De manera muy recurrente habló de la falta de compromiso de los ciudadanos y de la deshonestidad como nuestro principio rector. Se incluyó como colombiano, pero no era más que un simulacro de su régimen enunciativo, una estrategia en la que siempre mezcló el humor y la crítica, el personaje y la persona, en suma, la realidad y la ficción. Obvio, como estrategia de sus intereses políticos.
El simple trabajo de ortodoncia desvirtúa su aparente desinterés por todo. Resulta claro que no todo le valía huevo, pero le convenía a su imagen de irreverente y crítico. Le importaba verse bien, relacionarse bien, departía con el poder –al que criticaba, al que aspiraba y el que por momentos detentó–, le importaban los amigos y le fascinaban las mujeres bellas (bueno, como a casi todos los hombres y a algunas mujeres), al fin que era un simple mortal, con virtudes y defectos como todos, pero con la particularidad escasa del buen humor. Del que muchas veces fue cara, intérprete, pero no ideólogo, aunque le sumara su capacidad histriónica.
Jaime Garzón fue un hombre que primero moldeó una imagen y luego se aprovechó de la construida a partir de su éxito en los medios de comunicación, que no se contrapuso a la que pretendía, sino que la ratificaba y hasta cierto punto, idealizaron en periódicos, revistas y televisión, como una leyenda. Era sin duda un hombre capaz de interpretar muchos roles y personajes, amigo de la fama y del poder, que vivió por cuenta de su amplio reconocimiento al límite entre la ficción de los medios –de los que hacía parte y parodiaba– y la realidad del país. Siempre bien informado, hizo de él y de su personalidad cargada de crítica y burla, el centro de atracción en todo lugar en cuanto se desenvolvió y en todo cuanto hizo. Como sufría de incontinencia –no urinaria, sino verbal y conceptual– no podía callarse nada y todo en él era exaltación extrema, bien hacia lo positivo o hacia lo negativo, bien con sus palabras o con su actitud, bien con su trabajo o con la expresión de su corporalidad. Su mayor virtud si se quiere fue siempre lograr llamar la atención.

## QUÉ HACER
Por favor, edita el pasaje del texto sobre Jaime Garzón que va desde "De manera muy" hasta "sus intereses políticos." y cambia "ciudadanos" por "habitantes". Los datos no hacen falta.

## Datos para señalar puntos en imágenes

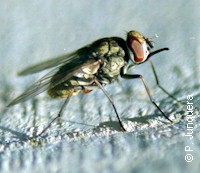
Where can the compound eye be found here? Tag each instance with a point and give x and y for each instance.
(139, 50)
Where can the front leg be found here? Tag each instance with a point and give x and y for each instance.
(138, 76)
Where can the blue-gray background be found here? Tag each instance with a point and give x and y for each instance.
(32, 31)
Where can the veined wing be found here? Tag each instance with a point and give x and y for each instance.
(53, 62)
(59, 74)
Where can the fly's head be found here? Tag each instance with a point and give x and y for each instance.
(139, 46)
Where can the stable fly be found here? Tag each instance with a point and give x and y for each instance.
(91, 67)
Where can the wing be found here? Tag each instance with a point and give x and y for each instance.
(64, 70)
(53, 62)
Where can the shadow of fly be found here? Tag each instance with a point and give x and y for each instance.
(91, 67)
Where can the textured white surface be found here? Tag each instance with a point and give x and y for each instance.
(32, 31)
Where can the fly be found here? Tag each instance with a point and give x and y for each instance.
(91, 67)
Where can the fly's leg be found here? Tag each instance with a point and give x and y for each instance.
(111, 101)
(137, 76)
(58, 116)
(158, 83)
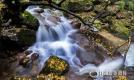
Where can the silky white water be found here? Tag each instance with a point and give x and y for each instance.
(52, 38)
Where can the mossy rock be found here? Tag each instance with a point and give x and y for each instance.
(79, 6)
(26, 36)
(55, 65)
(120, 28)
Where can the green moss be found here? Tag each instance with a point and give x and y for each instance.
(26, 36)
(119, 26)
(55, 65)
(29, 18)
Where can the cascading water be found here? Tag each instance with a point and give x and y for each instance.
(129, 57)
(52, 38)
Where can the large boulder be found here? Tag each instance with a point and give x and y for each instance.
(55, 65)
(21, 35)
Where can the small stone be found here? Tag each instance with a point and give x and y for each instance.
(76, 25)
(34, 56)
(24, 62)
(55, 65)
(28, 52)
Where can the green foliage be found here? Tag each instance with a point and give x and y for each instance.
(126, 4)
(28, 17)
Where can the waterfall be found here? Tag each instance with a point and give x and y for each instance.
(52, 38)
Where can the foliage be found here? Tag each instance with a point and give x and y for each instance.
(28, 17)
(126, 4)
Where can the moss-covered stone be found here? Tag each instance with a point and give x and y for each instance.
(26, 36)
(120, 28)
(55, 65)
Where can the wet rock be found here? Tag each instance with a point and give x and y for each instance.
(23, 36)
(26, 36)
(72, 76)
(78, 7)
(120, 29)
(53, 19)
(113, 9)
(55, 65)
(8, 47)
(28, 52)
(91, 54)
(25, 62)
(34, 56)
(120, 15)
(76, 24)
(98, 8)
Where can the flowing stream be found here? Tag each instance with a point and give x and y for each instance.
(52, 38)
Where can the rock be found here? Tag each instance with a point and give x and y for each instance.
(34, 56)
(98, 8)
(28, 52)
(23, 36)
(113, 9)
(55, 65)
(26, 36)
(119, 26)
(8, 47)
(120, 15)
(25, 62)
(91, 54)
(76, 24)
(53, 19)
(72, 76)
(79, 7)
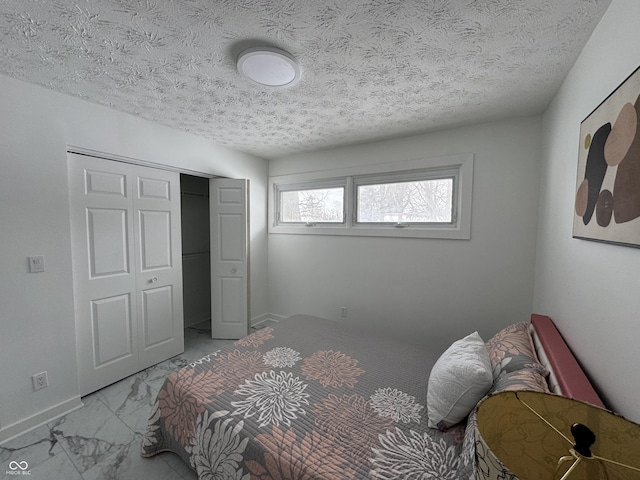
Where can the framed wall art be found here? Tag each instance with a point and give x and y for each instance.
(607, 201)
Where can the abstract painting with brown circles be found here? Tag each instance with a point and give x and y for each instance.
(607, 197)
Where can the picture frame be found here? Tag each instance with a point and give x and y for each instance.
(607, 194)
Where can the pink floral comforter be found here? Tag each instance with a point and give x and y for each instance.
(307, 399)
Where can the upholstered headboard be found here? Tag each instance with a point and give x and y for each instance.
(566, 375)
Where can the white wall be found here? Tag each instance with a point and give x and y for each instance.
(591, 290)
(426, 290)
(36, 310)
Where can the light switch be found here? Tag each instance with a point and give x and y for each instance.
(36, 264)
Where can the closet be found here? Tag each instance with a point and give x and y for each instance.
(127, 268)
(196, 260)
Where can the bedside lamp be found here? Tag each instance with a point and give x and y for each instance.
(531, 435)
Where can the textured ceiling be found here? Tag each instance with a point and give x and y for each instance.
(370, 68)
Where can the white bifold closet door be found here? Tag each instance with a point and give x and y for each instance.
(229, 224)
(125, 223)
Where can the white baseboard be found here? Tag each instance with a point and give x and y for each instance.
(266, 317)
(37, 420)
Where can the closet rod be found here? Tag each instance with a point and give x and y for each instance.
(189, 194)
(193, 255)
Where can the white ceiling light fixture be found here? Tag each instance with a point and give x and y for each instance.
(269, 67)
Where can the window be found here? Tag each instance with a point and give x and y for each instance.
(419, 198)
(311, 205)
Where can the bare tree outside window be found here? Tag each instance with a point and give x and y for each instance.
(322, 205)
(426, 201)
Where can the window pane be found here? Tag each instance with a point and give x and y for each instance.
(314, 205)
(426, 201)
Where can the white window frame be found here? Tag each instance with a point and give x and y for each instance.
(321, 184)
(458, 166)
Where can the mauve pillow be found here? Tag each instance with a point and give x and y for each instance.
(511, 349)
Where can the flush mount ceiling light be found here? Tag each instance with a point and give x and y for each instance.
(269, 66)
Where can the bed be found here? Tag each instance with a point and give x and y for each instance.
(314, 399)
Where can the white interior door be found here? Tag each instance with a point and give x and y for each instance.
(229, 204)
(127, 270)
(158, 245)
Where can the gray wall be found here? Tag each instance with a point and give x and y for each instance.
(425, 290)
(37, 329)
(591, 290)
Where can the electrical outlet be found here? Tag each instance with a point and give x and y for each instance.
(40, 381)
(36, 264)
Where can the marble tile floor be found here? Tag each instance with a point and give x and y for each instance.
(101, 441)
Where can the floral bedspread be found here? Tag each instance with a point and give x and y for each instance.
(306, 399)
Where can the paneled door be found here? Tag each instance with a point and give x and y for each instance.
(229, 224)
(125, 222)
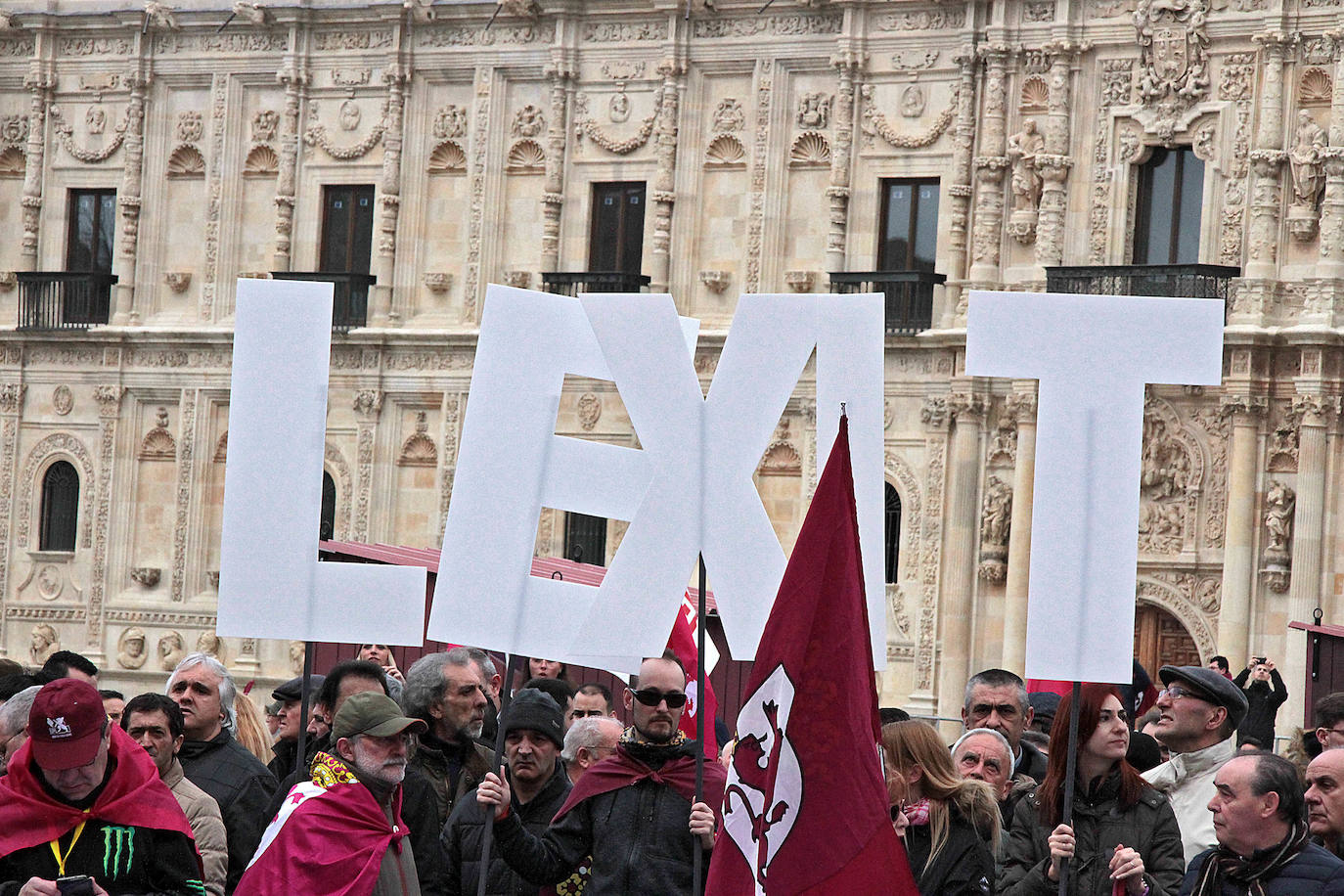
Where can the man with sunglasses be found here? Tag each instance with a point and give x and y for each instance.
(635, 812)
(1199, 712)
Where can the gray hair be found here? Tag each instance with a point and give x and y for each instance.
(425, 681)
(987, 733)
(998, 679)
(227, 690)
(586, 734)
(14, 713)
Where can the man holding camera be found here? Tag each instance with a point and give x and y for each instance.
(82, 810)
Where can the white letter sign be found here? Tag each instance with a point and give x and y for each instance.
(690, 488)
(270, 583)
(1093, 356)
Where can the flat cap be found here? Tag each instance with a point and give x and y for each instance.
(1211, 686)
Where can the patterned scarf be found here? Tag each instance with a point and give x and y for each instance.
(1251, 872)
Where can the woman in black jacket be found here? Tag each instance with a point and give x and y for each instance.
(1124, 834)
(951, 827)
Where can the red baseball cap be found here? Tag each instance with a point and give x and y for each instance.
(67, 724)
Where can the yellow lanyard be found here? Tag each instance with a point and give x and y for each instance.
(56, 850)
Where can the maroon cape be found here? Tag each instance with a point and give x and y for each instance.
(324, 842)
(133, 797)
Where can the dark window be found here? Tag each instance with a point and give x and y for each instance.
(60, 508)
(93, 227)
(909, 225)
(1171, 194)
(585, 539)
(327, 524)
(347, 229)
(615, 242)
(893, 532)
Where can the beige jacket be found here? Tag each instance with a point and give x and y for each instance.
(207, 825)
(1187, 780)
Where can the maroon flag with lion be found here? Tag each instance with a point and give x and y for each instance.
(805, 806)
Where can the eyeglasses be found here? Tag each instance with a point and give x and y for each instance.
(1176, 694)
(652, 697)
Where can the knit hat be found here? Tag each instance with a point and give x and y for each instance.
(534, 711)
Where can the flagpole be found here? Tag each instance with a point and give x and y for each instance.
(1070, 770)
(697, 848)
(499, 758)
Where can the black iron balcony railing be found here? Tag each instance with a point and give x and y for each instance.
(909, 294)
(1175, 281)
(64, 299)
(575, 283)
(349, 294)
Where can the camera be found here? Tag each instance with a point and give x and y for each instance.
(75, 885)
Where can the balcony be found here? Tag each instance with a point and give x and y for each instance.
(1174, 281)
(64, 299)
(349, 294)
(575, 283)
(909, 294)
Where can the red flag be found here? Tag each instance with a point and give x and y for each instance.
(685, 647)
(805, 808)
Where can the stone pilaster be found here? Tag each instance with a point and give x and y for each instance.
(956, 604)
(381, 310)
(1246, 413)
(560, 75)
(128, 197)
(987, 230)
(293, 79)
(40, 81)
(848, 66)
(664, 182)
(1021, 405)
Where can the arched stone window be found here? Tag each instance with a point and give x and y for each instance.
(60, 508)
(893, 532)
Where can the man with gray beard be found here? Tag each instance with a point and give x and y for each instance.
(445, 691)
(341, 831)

## RESPUESTA
De manera muy recurrente habló de la falta de compromiso de los habitantes y de la deshonestidad como nuestro principio rector. Se incluyó como colombiano, pero no era más que un simulacro de su régimen enunciativo, una estrategia en la que siempre mezcló el humor y la crítica, el personaje y la persona, en suma, la realidad y la ficción. Obvio, como estrategia de sus intereses políticos.